>> begin EXTRACTED DATA

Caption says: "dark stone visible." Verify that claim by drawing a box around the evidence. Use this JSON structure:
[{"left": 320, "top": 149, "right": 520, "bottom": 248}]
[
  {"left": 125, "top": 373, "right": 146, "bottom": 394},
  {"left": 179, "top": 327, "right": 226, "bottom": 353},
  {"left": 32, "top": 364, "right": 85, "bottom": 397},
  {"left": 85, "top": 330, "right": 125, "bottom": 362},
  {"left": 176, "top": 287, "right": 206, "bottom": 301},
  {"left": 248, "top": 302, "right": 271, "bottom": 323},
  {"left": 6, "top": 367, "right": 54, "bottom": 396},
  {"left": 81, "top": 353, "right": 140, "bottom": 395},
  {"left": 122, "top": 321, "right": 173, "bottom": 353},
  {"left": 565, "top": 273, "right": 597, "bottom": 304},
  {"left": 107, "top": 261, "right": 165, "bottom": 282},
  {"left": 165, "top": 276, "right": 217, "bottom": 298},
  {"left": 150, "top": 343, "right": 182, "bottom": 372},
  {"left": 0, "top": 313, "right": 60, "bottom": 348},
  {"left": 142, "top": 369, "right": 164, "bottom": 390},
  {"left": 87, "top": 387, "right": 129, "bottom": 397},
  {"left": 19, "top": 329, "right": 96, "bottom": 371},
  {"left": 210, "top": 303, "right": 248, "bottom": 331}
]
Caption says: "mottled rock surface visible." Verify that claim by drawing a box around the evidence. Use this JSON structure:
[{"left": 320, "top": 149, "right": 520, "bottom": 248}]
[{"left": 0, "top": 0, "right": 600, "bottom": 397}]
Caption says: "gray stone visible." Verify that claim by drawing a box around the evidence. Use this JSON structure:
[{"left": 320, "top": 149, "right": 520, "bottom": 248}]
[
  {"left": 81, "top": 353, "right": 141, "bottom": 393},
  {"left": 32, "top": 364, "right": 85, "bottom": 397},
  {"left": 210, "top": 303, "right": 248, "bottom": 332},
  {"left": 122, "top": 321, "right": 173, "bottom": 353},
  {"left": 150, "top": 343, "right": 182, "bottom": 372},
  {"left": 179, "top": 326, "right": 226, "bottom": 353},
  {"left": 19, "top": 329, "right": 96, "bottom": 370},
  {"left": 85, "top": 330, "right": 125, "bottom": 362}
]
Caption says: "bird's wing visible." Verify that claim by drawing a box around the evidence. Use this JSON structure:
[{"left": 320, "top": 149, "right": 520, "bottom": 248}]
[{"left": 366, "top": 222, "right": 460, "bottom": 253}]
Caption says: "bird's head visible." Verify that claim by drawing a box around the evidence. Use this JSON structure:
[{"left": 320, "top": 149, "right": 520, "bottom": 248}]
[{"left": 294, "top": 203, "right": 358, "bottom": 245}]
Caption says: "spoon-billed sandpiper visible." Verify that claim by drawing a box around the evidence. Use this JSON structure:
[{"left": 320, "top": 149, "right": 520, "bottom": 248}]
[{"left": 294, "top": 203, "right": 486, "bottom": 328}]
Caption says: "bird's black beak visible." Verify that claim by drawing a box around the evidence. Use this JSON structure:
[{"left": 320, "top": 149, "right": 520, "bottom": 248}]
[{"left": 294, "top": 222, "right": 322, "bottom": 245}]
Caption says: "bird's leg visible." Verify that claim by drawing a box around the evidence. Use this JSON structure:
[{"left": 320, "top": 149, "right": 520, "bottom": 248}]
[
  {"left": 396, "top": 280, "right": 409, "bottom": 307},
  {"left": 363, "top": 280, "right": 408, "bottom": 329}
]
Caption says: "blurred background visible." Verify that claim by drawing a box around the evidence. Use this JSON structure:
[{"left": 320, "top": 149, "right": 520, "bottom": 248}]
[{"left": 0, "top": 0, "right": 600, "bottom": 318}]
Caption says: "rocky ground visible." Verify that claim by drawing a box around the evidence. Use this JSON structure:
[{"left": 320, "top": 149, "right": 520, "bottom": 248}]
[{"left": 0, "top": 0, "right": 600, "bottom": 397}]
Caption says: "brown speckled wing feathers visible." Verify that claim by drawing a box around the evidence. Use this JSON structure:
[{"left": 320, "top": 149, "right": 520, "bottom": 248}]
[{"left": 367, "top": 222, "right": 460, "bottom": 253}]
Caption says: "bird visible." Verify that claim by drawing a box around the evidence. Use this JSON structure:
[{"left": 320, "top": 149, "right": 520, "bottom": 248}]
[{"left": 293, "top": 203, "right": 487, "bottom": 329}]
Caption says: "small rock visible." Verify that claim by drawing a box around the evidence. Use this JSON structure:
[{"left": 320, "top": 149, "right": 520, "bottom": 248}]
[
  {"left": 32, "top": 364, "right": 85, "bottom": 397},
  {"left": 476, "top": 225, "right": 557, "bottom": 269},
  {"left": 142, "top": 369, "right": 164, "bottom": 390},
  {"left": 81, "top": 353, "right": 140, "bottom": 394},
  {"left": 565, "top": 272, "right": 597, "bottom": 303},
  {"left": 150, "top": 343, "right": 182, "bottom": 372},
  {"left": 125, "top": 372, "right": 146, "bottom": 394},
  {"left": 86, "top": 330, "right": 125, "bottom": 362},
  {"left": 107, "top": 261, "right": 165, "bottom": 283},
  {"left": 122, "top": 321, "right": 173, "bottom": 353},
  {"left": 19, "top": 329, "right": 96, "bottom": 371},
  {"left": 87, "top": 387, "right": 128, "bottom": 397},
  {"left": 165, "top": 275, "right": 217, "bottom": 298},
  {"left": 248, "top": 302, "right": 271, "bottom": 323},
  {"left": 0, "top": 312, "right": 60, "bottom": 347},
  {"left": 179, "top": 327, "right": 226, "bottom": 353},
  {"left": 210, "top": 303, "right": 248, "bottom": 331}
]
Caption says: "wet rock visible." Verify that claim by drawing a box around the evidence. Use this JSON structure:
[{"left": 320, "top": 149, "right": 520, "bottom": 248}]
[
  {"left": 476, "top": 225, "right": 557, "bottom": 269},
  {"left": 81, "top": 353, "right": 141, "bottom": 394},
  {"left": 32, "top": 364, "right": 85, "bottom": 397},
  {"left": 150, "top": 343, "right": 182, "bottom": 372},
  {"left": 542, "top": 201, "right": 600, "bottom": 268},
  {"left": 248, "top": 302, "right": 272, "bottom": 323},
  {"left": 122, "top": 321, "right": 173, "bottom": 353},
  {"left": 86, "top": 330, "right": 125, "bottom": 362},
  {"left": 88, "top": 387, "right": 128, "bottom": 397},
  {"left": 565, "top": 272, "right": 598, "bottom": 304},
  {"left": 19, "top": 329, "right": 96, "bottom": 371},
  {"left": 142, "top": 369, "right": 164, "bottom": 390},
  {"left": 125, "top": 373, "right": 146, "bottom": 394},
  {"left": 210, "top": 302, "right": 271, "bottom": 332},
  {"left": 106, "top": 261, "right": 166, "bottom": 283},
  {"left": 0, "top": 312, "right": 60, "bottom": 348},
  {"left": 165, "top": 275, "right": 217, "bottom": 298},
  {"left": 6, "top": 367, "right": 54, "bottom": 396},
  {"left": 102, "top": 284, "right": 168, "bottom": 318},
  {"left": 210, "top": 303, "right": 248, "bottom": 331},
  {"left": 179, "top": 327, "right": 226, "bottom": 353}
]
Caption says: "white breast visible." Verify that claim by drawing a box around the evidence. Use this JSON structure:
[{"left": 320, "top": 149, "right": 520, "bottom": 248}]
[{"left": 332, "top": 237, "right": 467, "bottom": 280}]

>> end EXTRACTED DATA

WHAT IS ASKED: Return every line from the rows above that contains the word "bird".

WORKED ANSWER:
Caption says: "bird's wing visible." Verify that claim by drawing a box around the evidence. Use this JSON structure:
Caption says: "bird's head visible." Verify that claim by drawing a box around the evidence. Use this JSON structure:
Caption says: "bird's black beak visible." Verify that claim by drawing a box around the evidence. Use this JSON structure:
Caption says: "bird's leg visible." Verify that claim by drawing a box around the evidence. Use this JSON structure:
Caption says: "bird visible." Verify that claim by drawing a box around the evidence. Use this JSON structure:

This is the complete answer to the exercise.